<<<<
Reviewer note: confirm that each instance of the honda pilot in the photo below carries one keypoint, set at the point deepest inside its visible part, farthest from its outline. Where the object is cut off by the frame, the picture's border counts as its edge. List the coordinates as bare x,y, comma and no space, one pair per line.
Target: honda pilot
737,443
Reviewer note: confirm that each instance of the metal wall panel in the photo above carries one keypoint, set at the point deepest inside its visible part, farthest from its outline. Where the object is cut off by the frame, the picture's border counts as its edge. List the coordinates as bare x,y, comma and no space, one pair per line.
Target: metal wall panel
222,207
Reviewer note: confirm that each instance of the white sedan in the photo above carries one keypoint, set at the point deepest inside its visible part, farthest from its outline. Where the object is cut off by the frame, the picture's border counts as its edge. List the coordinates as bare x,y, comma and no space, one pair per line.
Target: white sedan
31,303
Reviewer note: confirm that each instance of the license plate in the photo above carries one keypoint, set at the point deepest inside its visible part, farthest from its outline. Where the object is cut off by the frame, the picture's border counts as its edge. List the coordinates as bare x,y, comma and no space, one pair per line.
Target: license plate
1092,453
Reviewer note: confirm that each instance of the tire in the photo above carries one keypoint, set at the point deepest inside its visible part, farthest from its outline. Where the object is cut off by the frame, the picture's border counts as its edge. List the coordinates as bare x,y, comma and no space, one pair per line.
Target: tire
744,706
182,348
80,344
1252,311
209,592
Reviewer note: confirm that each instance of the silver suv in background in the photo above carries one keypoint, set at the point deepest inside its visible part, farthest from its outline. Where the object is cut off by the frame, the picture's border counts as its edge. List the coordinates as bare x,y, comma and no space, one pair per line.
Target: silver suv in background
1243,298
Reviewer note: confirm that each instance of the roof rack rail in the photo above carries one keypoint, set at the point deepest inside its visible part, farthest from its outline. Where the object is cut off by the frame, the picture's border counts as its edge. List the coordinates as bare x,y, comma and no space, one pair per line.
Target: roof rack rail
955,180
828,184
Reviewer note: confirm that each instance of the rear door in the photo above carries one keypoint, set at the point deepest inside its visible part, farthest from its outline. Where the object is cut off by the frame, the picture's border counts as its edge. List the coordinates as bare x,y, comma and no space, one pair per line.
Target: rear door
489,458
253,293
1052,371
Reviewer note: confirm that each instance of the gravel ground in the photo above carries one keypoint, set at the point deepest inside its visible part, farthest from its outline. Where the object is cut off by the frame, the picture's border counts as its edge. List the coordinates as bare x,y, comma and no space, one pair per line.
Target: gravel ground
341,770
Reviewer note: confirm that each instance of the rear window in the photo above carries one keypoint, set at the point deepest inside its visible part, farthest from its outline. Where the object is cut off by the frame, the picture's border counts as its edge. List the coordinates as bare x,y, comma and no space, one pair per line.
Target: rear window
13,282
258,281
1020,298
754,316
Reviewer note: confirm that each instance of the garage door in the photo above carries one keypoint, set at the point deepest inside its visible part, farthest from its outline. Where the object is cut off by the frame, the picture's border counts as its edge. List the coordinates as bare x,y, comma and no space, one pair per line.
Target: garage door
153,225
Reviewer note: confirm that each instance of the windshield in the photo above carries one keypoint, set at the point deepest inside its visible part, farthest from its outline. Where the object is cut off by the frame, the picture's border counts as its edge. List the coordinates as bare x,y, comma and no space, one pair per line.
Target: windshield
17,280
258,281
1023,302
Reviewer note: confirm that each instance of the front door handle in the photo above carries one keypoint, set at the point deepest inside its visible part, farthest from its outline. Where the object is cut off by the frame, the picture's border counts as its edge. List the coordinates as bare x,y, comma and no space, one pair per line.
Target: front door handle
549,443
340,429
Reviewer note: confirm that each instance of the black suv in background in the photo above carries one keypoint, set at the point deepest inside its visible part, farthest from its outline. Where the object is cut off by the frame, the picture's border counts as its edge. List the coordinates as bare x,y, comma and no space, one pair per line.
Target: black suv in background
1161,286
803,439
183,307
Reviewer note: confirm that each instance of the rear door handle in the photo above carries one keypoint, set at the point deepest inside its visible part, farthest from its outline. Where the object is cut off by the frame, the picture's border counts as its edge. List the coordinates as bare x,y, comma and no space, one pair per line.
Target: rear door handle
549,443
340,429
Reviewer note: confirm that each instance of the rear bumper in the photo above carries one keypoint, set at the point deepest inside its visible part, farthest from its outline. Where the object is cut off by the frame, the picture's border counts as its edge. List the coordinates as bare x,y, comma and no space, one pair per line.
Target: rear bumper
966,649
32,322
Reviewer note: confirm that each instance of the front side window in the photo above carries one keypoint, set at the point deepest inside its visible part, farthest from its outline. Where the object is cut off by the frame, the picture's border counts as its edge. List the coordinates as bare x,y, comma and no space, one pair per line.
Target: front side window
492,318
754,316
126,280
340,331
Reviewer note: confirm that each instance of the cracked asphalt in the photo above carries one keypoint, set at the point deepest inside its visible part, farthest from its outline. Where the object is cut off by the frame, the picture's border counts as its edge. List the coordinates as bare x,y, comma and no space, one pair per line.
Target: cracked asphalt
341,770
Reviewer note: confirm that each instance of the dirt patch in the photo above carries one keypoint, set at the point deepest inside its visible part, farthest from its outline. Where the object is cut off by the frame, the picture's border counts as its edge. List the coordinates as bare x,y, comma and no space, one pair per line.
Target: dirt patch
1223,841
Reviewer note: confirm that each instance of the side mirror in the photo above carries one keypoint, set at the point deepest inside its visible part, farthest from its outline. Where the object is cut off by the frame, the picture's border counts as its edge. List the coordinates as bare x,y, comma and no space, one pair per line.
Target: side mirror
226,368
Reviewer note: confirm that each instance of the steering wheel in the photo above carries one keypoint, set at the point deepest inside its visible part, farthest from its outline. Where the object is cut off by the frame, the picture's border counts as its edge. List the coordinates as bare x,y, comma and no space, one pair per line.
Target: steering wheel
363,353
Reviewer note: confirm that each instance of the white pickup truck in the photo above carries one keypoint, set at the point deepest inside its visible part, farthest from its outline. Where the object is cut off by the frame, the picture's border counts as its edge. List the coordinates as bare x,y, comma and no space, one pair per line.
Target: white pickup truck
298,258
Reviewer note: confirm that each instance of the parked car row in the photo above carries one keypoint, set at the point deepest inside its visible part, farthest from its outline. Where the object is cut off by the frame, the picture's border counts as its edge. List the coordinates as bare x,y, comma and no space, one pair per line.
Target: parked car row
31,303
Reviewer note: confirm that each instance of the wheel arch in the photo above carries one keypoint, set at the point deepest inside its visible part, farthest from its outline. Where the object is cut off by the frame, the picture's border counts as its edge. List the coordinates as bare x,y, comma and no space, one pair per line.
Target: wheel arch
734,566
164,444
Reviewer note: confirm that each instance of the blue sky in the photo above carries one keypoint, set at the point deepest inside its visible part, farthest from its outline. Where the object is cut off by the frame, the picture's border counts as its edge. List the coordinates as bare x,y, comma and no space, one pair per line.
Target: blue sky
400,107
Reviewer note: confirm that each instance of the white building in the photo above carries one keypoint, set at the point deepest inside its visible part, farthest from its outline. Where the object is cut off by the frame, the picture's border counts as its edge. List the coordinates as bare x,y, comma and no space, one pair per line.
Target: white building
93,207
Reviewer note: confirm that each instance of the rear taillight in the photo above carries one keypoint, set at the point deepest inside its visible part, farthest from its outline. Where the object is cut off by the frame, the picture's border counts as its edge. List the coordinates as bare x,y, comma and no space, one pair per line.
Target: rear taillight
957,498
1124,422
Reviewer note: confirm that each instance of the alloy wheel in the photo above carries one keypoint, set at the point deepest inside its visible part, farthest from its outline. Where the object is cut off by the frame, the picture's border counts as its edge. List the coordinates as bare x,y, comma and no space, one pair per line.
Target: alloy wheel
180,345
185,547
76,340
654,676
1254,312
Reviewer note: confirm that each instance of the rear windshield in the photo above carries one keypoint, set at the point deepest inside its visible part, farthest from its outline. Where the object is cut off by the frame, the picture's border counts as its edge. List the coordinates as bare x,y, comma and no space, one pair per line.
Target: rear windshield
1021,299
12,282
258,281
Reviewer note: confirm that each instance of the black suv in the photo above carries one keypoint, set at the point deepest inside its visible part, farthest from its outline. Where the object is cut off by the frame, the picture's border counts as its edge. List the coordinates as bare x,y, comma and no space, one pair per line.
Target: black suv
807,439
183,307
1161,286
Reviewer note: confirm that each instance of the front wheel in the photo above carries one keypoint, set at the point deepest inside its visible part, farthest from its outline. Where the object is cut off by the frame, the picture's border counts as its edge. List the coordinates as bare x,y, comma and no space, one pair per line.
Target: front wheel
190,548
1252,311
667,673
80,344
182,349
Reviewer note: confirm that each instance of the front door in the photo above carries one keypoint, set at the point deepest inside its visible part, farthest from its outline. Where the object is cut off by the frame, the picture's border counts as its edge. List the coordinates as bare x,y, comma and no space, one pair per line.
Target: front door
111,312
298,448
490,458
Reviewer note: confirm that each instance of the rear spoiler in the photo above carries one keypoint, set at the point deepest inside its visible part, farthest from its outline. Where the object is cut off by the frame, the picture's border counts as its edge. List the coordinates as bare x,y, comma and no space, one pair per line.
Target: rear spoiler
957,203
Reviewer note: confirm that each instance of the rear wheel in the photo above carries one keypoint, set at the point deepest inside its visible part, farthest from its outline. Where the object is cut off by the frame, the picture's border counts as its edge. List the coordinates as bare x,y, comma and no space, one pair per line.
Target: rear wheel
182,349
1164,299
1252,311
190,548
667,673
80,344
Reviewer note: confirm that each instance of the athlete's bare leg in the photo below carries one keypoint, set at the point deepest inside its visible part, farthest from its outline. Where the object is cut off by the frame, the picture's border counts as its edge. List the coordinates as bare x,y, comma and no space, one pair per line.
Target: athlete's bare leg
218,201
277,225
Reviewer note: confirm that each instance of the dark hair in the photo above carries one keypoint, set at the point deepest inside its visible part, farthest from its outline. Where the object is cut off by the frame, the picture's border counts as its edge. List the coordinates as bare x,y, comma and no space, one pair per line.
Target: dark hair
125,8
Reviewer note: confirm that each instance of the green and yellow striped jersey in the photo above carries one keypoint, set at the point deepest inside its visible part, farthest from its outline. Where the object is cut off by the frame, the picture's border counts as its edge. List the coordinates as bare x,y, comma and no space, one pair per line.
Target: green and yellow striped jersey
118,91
>>>>
## REQUIREMENT
Your output consists solely of the lines from the one with "Reviewer note: confirm that each instance of the dark" through the last line, copied exactly.

## FULL RESPONSE
Reviewer note: confirm that each instance of the dark hair in the photo above carries one keypoint, set at the point deepest inside its visible part, farthest from its outline. Where the object is cut off by the frame, the picture's border counts as its edge. List the coordinates as bare x,y, comma and no space, one pair per line.
Target: dark hair
125,8
Reviewer note: confirm that each instance of the green and yellow striped jersey in the photo above carries one keypoint, set at the point deepest inside its visible part, farthest from its outline. Where the object is cut off by the frame, the picture's border counts as its edge. List the coordinates as bare x,y, comma and no space, one pair per line.
Target: green and yellow striped jersey
118,91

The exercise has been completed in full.